======== Text shown ========
Ok, guys... at fourm that I have posted a question, a lot of people have been telling me to go to AA. I just over look it, but I know they are somewhat right. There is a lot of support there, but I just can't deal with that right now. I wonder what the statistic is of people that go to AA and then leave and go and drink? You never hear that one, but I am sure it is higher than the ones that stay and continue meetings. AA is good if you commit to it, but I can't stand the thought of it. I have had very bad experiences with it. I mean, most of the time, they go through the line of people and you have to talk about something. F*** that! Everytime I talked about my story it lasted like 15 minutes and everyone felt bad and all and then I would think about it for the rest of the night and go home and drink. Screw that s**t! I am sorry and know I shouldn't be cussing... here I'll go back and put in ***'s. There, I know everyone doesn't cuss and I respect that.
Really though, I don't want to ponder and worry about the past right now, I want to look forward for a while and then when I can say there is some time under me, I might go try AA again. It doesn't work good with me through withdrawal symptoms to just sit and talk about alcohol 24/7. I rather think about juicing or getting my tea and focusing on something else.
We shall see, 4 days now is getting pretty impressive because the longest I have gone in the last 6 years has been almost 2 week. Like 13 days I think without alcohol. You know what though? When I would go for long periods like that and then drink it would be very bad. Like a crack addict trying to smoke cotton lint on the floor. Hell, I have done that too many times. Thank God I didn't get addicted to that stuff. It would be a much shorter ride than alcohol.
======== Extracted entries ========
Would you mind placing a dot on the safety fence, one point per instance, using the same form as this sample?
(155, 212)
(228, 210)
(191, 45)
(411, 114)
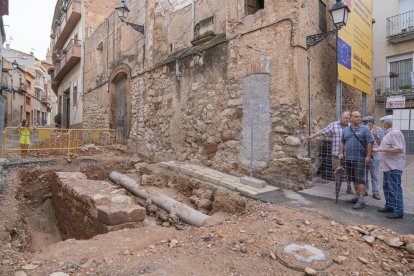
========
Exercise
According to the post about AA, what was the writer's longest stretch without alcohol in the last six years? The records were taken from a source separate from the text.

Result below
Almost two weeks, about 13 days.